## WHAT THE TASK ASKS
Reproduce the passage of the university press roundup below between "Welcome to our" and "post every Friday.)", inclusive, word for word.

Welcome to our weekly roundup of the best articles from the blogs of academic publishers! As always, if you particularly enjoy something or think that we missed an important post, please let us know in the comments. (And look back at our University Press Roundup Manifesto to see why we do this post every Friday.)
Recently, Cornell University Press sat down with William J. Kennedy to discuss his new book Petrarchism at Work: Contextual Economies in the Age of Shakespere. Part One of this interview discusses how the development of print technology changed the canons of Shakespeare and Pierre de Ronsard by allowing them to publish multiple revised editions of their works. As a mercantile economy based on increased production became more prevalent, writing became monetized and writers and playwrights were able profit from their works, such as Shakespeare who, according to the author, was able to buy his way into the Gentlemen class as discussed in Part Two.
At Johns Hopkins University Press’ blog, Bernard Golden, PhD discusses ways to cultivate healthy anger, anger that is rooted in compassion for oneself and others. In his new book Overcoming Destructive Anger, Golden differentiates between healthy anger, which is constructive, and destructive anger, which is what one exhibits when they don’t feel a sense of self-compassion. Ultimately, by being more self-aware of one’s anger, we can “harness our energy and live a more fulfilling life.”

(Data listing)
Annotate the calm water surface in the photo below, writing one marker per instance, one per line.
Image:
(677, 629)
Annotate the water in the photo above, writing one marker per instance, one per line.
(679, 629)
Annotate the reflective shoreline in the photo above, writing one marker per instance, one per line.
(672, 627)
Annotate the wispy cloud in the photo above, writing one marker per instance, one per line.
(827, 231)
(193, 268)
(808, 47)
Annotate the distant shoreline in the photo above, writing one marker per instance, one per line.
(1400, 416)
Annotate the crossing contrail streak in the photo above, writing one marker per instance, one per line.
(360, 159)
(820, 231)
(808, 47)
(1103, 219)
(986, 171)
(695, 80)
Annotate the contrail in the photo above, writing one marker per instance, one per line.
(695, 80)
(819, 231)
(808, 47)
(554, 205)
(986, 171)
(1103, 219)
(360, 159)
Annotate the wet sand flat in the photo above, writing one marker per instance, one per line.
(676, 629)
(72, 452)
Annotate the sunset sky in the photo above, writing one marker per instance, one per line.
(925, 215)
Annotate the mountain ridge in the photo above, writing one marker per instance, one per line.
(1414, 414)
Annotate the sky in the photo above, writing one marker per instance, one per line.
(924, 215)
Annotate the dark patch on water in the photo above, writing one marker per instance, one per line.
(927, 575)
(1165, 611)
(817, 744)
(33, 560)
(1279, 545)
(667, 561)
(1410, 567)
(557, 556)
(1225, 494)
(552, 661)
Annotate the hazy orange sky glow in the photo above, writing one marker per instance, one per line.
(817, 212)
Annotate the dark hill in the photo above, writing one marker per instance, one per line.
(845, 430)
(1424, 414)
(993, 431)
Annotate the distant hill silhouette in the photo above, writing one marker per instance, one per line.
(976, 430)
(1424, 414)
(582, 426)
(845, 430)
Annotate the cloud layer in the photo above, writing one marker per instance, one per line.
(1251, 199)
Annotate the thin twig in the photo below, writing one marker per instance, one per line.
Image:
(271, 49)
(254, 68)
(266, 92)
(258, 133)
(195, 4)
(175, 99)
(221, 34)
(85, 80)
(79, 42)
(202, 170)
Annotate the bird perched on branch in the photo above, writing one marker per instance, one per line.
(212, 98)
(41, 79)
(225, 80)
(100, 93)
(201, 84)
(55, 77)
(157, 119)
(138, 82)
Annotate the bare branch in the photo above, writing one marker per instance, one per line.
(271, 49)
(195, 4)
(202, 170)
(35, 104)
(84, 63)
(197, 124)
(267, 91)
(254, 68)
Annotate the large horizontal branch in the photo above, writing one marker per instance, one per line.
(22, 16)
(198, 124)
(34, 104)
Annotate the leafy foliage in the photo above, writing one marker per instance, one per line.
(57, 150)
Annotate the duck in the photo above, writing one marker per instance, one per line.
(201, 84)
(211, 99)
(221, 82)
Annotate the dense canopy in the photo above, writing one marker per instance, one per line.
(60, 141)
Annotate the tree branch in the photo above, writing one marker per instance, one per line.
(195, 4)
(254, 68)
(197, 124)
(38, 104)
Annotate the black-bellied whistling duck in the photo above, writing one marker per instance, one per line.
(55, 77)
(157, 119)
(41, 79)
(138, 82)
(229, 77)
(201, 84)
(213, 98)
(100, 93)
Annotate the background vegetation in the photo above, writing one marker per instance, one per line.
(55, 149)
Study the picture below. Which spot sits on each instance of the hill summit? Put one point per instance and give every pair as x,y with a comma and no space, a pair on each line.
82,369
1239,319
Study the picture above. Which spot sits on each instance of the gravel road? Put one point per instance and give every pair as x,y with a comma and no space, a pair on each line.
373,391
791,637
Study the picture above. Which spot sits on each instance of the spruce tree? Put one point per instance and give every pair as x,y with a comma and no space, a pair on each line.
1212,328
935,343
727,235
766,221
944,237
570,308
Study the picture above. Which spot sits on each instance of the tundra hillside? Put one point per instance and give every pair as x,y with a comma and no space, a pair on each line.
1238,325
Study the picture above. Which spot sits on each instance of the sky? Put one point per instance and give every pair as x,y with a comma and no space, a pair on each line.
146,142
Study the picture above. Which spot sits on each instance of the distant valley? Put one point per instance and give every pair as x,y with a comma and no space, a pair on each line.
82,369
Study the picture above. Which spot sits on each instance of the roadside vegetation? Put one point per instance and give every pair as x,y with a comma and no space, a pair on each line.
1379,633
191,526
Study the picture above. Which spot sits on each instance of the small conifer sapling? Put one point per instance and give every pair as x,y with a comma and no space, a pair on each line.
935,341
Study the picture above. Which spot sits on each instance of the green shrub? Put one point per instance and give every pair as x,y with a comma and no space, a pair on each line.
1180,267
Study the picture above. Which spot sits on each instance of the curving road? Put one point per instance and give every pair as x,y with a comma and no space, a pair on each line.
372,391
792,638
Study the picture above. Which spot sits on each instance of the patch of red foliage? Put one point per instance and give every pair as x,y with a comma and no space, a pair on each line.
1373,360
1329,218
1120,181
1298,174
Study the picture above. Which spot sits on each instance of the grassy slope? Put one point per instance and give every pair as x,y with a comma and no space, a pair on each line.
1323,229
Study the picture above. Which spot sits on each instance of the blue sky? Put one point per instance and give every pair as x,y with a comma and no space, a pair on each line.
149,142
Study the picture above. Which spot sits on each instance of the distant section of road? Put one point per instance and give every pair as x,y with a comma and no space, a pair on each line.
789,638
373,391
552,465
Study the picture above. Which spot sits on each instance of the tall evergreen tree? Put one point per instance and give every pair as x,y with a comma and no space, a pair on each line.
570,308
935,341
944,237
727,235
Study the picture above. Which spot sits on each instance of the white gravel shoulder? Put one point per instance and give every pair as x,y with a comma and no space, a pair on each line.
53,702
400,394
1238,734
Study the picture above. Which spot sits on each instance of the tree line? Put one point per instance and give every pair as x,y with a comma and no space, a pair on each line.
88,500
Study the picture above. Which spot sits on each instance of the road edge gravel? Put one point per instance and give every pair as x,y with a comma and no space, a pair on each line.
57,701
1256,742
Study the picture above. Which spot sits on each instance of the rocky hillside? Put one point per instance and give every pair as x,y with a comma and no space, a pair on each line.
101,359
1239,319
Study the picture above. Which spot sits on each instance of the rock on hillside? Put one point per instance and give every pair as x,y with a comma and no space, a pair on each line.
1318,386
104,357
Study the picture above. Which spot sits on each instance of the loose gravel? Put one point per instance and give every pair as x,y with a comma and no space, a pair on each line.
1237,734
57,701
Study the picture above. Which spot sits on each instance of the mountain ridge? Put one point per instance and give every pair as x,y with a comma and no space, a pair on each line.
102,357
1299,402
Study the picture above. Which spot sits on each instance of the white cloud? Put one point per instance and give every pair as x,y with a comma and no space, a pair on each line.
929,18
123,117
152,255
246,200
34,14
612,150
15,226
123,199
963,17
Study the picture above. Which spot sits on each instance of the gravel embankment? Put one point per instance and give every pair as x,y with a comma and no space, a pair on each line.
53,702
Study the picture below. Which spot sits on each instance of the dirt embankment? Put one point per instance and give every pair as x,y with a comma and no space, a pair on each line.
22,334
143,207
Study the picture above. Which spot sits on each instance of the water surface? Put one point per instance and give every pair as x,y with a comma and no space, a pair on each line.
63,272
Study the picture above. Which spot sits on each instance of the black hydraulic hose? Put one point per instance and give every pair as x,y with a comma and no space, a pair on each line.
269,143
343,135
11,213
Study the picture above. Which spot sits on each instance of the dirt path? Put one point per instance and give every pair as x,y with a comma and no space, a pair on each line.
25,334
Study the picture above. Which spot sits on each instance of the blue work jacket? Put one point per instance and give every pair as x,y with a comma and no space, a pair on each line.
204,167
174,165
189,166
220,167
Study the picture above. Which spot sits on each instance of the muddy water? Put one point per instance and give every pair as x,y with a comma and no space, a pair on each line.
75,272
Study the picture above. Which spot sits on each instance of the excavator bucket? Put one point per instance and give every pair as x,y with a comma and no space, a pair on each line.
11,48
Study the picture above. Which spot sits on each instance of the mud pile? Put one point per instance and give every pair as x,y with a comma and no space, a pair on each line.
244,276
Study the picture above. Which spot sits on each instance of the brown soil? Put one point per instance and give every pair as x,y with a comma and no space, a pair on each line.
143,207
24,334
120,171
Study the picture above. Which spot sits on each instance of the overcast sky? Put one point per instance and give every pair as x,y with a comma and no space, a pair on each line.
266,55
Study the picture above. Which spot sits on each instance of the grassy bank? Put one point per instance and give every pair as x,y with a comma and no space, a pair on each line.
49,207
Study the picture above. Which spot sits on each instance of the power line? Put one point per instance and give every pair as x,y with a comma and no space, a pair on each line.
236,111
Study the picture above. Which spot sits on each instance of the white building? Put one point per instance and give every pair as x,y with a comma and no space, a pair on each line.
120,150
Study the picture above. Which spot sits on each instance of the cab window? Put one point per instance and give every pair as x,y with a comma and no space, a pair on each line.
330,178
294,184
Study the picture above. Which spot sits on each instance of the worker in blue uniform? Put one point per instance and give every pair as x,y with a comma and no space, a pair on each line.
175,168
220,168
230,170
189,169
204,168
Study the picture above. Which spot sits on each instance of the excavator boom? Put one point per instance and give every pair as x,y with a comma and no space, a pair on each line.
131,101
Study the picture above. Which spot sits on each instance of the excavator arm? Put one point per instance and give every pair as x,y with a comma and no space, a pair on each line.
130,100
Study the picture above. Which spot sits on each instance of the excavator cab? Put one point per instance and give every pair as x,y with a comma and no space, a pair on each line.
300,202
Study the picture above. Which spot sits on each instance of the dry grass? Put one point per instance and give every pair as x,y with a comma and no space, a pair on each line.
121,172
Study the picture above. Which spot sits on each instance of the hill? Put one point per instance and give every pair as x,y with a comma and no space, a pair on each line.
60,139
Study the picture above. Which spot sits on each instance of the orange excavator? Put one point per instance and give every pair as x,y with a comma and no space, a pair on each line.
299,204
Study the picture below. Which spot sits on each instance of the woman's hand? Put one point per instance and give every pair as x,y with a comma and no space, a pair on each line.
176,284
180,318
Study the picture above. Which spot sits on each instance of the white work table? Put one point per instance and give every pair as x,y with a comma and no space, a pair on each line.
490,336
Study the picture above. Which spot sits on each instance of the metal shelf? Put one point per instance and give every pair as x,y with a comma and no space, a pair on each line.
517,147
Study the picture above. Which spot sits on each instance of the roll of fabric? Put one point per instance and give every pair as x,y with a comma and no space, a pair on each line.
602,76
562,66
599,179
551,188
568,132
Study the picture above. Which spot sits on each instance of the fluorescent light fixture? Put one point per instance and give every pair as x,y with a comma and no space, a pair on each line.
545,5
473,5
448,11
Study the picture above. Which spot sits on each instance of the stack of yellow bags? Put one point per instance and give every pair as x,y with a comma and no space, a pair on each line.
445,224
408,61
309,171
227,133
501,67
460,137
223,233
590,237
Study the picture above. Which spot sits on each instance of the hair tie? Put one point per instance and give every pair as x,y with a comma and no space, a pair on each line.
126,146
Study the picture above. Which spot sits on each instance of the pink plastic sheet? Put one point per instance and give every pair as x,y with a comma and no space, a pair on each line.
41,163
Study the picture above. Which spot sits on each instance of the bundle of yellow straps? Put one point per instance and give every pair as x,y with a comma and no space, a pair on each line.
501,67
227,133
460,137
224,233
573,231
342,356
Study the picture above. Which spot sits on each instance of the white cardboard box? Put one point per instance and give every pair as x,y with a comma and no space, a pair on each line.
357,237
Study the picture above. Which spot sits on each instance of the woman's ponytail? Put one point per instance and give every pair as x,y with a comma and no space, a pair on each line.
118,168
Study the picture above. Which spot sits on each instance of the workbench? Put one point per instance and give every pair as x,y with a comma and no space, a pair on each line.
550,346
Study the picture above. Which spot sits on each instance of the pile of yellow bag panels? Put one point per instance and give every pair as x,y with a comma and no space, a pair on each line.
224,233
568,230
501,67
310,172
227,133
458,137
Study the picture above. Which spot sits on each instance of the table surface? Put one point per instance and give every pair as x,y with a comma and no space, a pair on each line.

## WORKED SOLUTION
Welcome to our weekly roundup of the best articles from the blogs of academic publishers! As always, if you particularly enjoy something or think that we missed an important post, please let us know in the comments. (And look back at our University Press Roundup Manifesto to see why we do this post every Friday.)